Return each line in the items below that contains the word "short", copying every such line without change.

Input records =
>> Begin

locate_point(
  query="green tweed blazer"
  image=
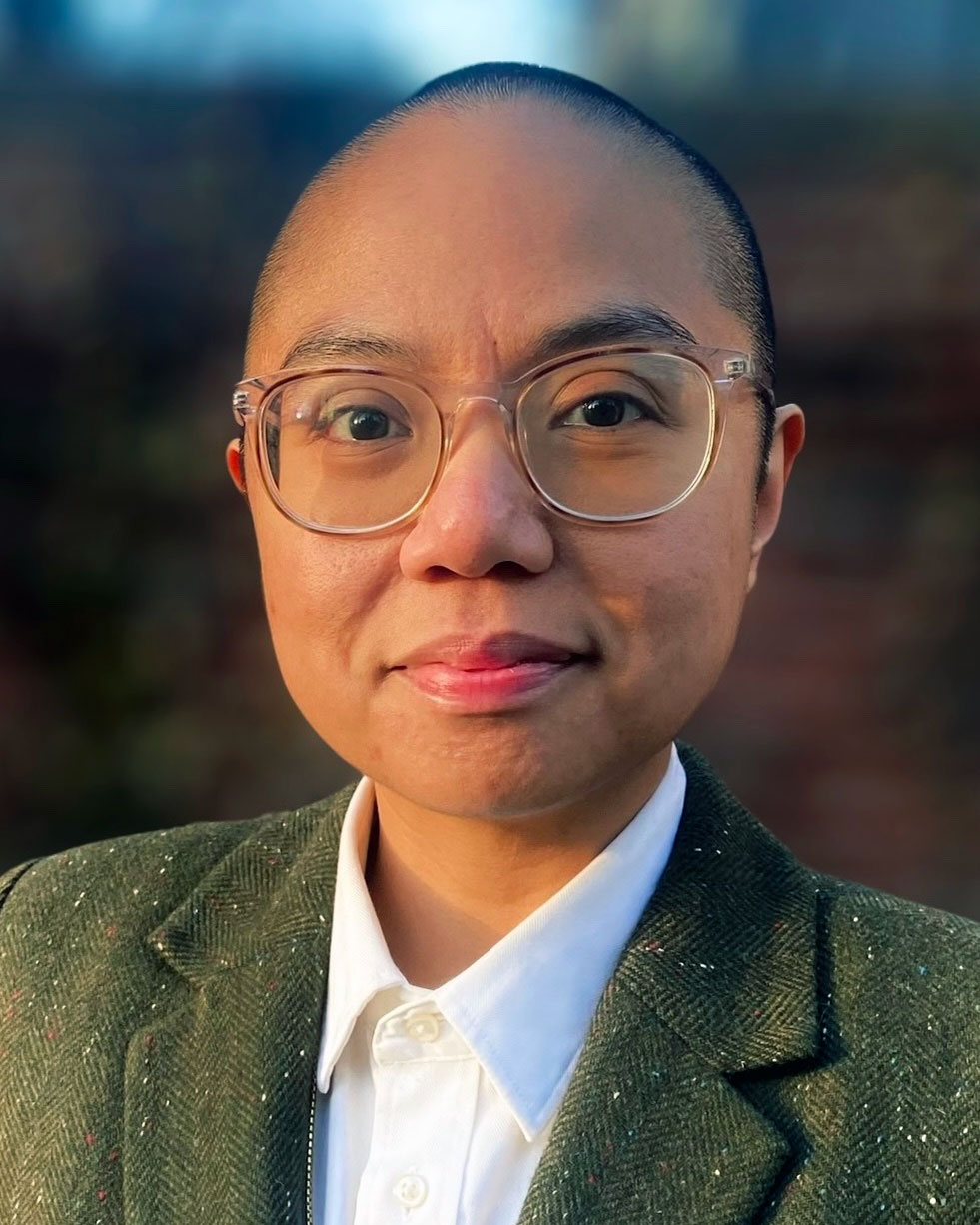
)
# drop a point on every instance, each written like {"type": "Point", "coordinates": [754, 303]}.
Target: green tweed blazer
{"type": "Point", "coordinates": [773, 1046]}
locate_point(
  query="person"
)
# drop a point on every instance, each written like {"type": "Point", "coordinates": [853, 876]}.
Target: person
{"type": "Point", "coordinates": [512, 456]}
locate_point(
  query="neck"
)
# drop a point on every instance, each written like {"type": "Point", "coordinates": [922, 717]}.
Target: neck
{"type": "Point", "coordinates": [446, 888]}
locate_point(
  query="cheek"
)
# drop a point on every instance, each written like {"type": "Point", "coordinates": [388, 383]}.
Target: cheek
{"type": "Point", "coordinates": [674, 598]}
{"type": "Point", "coordinates": [319, 591]}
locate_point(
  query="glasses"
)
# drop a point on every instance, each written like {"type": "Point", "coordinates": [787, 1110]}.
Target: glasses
{"type": "Point", "coordinates": [607, 435]}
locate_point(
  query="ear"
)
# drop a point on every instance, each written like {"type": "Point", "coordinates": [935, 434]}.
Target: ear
{"type": "Point", "coordinates": [788, 440]}
{"type": "Point", "coordinates": [234, 461]}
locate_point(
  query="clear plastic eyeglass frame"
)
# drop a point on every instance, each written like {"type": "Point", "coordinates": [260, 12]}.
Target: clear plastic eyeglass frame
{"type": "Point", "coordinates": [720, 369]}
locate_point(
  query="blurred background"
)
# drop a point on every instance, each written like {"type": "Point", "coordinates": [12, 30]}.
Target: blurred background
{"type": "Point", "coordinates": [148, 152]}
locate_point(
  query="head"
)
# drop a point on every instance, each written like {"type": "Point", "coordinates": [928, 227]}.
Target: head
{"type": "Point", "coordinates": [498, 206]}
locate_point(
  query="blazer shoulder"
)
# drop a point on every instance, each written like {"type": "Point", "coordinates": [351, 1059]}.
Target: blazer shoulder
{"type": "Point", "coordinates": [65, 904]}
{"type": "Point", "coordinates": [899, 969]}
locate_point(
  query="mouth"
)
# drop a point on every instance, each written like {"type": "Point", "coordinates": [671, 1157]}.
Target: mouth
{"type": "Point", "coordinates": [482, 682]}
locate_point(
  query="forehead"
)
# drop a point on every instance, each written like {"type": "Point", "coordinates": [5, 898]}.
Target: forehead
{"type": "Point", "coordinates": [464, 236]}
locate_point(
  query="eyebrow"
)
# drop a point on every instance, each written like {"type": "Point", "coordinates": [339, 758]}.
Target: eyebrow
{"type": "Point", "coordinates": [609, 324]}
{"type": "Point", "coordinates": [332, 343]}
{"type": "Point", "coordinates": [605, 325]}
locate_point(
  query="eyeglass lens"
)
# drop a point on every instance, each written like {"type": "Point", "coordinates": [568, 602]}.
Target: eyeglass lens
{"type": "Point", "coordinates": [609, 435]}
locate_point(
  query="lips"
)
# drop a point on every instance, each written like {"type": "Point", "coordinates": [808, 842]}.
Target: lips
{"type": "Point", "coordinates": [491, 653]}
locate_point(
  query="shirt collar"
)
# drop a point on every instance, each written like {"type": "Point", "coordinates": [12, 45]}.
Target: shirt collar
{"type": "Point", "coordinates": [524, 1007]}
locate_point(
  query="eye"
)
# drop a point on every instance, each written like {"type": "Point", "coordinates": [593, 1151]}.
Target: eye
{"type": "Point", "coordinates": [358, 423]}
{"type": "Point", "coordinates": [607, 410]}
{"type": "Point", "coordinates": [354, 417]}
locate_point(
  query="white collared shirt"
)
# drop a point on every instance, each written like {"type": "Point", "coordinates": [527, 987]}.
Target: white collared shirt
{"type": "Point", "coordinates": [435, 1105]}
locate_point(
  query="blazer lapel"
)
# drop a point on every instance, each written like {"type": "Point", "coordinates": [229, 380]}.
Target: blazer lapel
{"type": "Point", "coordinates": [220, 1088]}
{"type": "Point", "coordinates": [718, 979]}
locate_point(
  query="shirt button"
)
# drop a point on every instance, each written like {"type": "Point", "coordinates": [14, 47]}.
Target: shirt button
{"type": "Point", "coordinates": [411, 1190]}
{"type": "Point", "coordinates": [423, 1027]}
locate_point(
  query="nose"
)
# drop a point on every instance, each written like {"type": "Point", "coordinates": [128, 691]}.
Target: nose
{"type": "Point", "coordinates": [483, 513]}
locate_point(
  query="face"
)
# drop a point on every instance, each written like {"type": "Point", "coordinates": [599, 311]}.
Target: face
{"type": "Point", "coordinates": [465, 239]}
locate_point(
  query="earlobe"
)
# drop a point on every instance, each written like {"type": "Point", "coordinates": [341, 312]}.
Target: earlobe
{"type": "Point", "coordinates": [234, 461]}
{"type": "Point", "coordinates": [788, 440]}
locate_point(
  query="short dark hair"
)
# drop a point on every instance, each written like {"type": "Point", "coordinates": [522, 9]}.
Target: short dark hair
{"type": "Point", "coordinates": [732, 262]}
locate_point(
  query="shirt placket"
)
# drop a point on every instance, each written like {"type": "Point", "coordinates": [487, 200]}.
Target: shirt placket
{"type": "Point", "coordinates": [426, 1087]}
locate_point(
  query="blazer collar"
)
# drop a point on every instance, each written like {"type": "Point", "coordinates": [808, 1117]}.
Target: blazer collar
{"type": "Point", "coordinates": [718, 977]}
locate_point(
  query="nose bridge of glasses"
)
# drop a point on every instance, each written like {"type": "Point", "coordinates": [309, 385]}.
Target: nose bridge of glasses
{"type": "Point", "coordinates": [488, 395]}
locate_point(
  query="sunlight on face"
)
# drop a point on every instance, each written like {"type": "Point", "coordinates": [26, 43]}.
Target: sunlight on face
{"type": "Point", "coordinates": [465, 238]}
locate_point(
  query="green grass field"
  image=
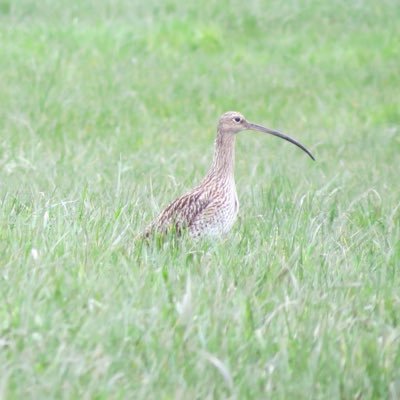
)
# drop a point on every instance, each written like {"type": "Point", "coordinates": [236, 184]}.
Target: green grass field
{"type": "Point", "coordinates": [108, 112]}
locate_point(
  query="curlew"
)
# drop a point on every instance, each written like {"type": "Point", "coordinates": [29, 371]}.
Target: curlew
{"type": "Point", "coordinates": [211, 208]}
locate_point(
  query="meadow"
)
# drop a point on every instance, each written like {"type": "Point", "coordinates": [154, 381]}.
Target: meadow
{"type": "Point", "coordinates": [108, 112]}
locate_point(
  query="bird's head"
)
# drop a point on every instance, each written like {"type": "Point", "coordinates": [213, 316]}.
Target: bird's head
{"type": "Point", "coordinates": [233, 122]}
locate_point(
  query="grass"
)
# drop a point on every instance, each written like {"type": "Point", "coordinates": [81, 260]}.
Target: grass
{"type": "Point", "coordinates": [109, 111]}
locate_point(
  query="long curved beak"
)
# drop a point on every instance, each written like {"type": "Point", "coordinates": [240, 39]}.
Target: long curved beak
{"type": "Point", "coordinates": [255, 127]}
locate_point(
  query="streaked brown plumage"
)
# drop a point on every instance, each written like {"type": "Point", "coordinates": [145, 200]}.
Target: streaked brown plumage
{"type": "Point", "coordinates": [211, 208]}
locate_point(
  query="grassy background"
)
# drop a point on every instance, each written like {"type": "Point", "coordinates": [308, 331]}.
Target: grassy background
{"type": "Point", "coordinates": [108, 111]}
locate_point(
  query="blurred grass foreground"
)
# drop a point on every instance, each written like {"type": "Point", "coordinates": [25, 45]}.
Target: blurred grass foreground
{"type": "Point", "coordinates": [108, 112]}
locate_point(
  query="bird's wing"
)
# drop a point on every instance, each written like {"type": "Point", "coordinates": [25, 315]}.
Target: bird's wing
{"type": "Point", "coordinates": [181, 213]}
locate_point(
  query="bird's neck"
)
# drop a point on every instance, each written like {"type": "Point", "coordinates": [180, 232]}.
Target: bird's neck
{"type": "Point", "coordinates": [224, 156]}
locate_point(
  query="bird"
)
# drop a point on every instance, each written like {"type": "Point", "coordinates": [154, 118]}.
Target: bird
{"type": "Point", "coordinates": [211, 208]}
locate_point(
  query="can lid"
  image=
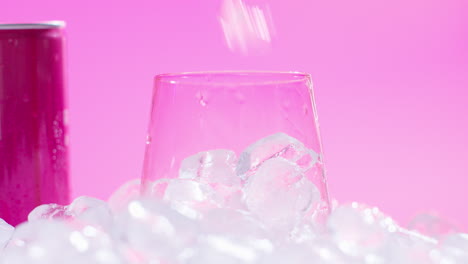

>> End

Reply to the task =
  query="short dark hair"
Target: short dark hair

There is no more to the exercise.